--- Begin Records provided ---

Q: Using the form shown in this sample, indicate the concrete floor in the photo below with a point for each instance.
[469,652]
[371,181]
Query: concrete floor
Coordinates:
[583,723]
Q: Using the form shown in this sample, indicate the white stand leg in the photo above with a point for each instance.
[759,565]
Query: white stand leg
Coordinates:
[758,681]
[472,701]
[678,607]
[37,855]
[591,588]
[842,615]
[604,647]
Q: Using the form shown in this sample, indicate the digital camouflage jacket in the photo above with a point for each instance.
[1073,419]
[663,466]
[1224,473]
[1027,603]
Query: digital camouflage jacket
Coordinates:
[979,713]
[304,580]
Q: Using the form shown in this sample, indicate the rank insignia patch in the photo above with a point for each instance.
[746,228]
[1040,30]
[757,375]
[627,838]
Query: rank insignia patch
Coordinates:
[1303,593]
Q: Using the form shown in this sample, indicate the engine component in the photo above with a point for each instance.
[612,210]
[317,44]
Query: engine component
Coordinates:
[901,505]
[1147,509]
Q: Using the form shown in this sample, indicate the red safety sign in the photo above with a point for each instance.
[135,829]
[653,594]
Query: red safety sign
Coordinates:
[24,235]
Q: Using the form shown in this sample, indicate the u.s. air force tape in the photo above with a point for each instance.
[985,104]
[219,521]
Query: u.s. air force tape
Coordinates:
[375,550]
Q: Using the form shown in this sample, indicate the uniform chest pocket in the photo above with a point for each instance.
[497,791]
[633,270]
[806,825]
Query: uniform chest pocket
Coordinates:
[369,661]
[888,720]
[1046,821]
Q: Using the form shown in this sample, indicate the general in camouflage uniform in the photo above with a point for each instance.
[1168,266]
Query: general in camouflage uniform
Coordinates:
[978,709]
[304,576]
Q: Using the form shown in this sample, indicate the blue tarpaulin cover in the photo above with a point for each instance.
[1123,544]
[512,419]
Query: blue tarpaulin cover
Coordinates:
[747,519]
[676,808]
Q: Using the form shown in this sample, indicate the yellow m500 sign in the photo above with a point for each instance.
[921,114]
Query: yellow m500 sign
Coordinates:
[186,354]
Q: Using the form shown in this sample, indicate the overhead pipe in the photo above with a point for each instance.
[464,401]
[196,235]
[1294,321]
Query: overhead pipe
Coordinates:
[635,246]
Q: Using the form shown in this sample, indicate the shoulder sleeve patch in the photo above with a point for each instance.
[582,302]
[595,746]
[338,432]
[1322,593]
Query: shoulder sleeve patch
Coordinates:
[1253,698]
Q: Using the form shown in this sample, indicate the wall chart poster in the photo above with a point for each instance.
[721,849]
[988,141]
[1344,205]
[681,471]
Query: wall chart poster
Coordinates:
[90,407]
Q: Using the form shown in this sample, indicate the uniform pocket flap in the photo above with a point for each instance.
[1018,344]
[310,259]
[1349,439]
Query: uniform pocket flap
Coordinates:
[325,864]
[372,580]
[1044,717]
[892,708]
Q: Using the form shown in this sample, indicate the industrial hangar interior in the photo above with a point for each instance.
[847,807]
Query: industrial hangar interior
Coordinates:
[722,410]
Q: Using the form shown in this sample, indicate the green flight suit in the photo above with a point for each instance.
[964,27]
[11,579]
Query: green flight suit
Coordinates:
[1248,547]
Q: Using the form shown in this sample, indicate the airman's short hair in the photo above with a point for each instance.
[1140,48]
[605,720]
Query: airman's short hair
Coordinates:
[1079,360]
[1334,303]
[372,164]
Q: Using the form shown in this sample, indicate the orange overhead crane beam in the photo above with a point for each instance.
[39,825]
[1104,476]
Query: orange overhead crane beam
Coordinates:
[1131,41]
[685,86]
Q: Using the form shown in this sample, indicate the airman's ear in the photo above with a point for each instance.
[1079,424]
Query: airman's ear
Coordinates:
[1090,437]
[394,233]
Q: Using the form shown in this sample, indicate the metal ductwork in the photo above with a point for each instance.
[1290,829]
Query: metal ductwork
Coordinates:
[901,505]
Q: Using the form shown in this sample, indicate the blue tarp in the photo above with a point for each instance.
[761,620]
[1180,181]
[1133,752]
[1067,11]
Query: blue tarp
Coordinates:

--- End Records provided ---

- Short problem: Output all of the material exactly as written.

- Exercise output:
Q: Using the form shown in this sample, indicate the concrete floor in the photo below with a point for each instance.
[469,652]
[371,181]
Query: concrete floor
Coordinates:
[583,723]
Q: Using the form shown in this sample, indicate the white stand leg in the photo above with a point for each instance.
[759,565]
Query: white stand leg
Coordinates:
[758,681]
[472,701]
[678,607]
[37,855]
[591,588]
[842,615]
[604,647]
Q: Using the form shown in this sample, indicate the digital camouflage jacket in the photo above with a point for each instance.
[1073,419]
[663,466]
[1224,473]
[1027,603]
Query: digital camouflage jacket
Coordinates:
[979,713]
[304,580]
Q: Using the form shown in this sample, indicate the rank insignia patch in the photo above with a point for each instance.
[746,228]
[1040,30]
[757,375]
[627,838]
Query: rank insignia patch
Coordinates:
[1303,593]
Q: Using the form shown in this sample, indicate the engine component in the photo above with a point for each instance.
[612,210]
[317,44]
Query: engine component
Coordinates:
[901,505]
[1147,509]
Q: Using the form shown in this sample, indicate the red safety sign in the photo above with a point for each instance.
[135,829]
[653,594]
Query: red safety sign
Coordinates:
[24,235]
Q: Using the form shown in this sample, indicate the u.s. air force tape in the photo above with a point for each instance.
[985,104]
[219,521]
Query: u.s. air force tape
Coordinates:
[375,550]
Q: Using the form shown in this sample, indicate the uniform chest pocket in the photo above with a point for each instance.
[497,791]
[633,270]
[806,825]
Query: uniform chest pocket
Coordinates:
[369,661]
[888,720]
[1046,821]
Q: Using the form shown in this sample, indicate the general in camouflage uniform in the photo above with a point for each instance.
[1168,266]
Query: general in camouflage uniform
Coordinates:
[978,709]
[304,576]
Q: Using the form shown in this sample, indicate the blue tarpaulin cover in the photo above with a point for each instance.
[1123,544]
[512,419]
Query: blue tarpaulin cover
Coordinates:
[747,519]
[676,808]
Q: Using the form shown in this sample, indicate the yellow m500 sign in the photo above with a point for each instance.
[921,114]
Query: yellow m500 sign
Coordinates:
[186,354]
Q: Using the form shown in this sample, indicate the overhead pipe in the photo above with a point for each instance.
[464,401]
[196,235]
[1294,321]
Query: overhead pipe
Coordinates:
[635,246]
Q: Using the form shown in this sample, indicate the shoulder sleeve patch in the photo above with a point for each instance.
[582,302]
[595,746]
[338,432]
[1322,593]
Query: shoulder sleeve patch
Coordinates:
[1253,698]
Q: Using the form shown in this sample, indicate the wall chart poster in the photo above with a point for each instance.
[721,849]
[988,141]
[1344,205]
[681,471]
Query: wall chart poster
Coordinates:
[90,407]
Q: Using the form shown in this sample, indicate the uniform pocket flap in the photo above with a point for each instance.
[1018,344]
[310,259]
[1349,439]
Query: uniform pocket flap
Coordinates:
[325,864]
[372,580]
[1044,717]
[892,708]
Q: Using the form shown in this sample, indicate the industrial hangar interior in the photo above with a point for each instance.
[847,807]
Query: industrial hangar interior
Coordinates:
[722,410]
Q: Using the form shown in this sample, indicate the green flight suit in the photo above with a point for each instance.
[964,27]
[11,579]
Query: green flight suit
Coordinates:
[1248,547]
Q: Using the form shown in this sample, indicate the airman's short hair in the photo above with a point for each instance.
[1140,48]
[605,720]
Query: airman's short hair
Coordinates:
[1079,360]
[1334,303]
[372,164]
Q: Using the form shown in this sample, indicate the orange overhead crane beam in the photo above with a point for each instance.
[39,825]
[1104,476]
Query: orange overhead crane beam
Coordinates:
[1131,41]
[685,86]
Q: Using the form shown in this sample, indicate the airman's ear in the photo above with a point for each instance.
[1079,424]
Query: airman's ear
Coordinates:
[1090,437]
[394,233]
Q: Using the form shown in this sample, indicate the metal ductwork in the photo above with a point for each instance.
[1290,829]
Query: metal ductwork
Coordinates:
[901,505]
Q: Using the form shown in this sample, indicate the blue tarp in the photo above with a point for each instance.
[761,620]
[1180,181]
[1133,752]
[1067,11]
Query: blue tarp
Coordinates:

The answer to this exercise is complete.